=== TASK DESCRIPTION ===
Copy out the data word for word, starting with the line that contains "Rules. Find each instance of the small" and ending with the last line of the data.

══ MATERIAL FOR THIS TASK

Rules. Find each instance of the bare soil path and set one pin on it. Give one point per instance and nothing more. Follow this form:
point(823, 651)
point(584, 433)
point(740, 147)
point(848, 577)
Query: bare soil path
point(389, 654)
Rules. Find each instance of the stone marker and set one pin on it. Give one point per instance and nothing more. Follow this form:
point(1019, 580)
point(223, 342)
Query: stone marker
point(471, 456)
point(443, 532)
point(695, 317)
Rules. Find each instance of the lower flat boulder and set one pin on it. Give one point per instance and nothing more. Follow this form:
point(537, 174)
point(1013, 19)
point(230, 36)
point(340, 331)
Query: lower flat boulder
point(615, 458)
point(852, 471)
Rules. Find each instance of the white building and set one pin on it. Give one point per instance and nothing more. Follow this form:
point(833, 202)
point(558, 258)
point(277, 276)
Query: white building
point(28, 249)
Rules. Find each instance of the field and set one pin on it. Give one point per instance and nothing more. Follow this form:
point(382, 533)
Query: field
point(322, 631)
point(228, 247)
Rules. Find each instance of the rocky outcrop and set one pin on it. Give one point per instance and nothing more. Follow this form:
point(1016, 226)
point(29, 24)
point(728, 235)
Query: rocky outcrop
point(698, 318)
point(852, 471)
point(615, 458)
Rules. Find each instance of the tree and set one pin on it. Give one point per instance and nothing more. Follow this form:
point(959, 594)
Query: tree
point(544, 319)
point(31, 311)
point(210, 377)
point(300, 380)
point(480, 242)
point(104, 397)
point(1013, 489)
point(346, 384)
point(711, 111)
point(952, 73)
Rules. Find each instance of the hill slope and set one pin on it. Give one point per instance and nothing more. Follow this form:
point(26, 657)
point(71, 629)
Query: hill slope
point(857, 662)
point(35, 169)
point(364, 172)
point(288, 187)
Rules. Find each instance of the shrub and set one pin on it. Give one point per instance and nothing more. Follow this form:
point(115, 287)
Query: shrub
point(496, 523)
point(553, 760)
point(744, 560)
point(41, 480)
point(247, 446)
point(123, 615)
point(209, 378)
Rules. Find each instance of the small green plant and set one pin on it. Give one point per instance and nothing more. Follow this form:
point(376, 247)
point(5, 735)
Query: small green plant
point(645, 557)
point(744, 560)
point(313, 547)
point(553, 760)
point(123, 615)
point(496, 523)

════

=== SOLVED PROBLEM ===
Rules. Find each instance of the small green plant and set one pin on it. Give one point per instance and nothing more. Follow this form:
point(376, 247)
point(5, 735)
Query: small green plant
point(645, 557)
point(744, 560)
point(313, 547)
point(553, 760)
point(123, 615)
point(496, 523)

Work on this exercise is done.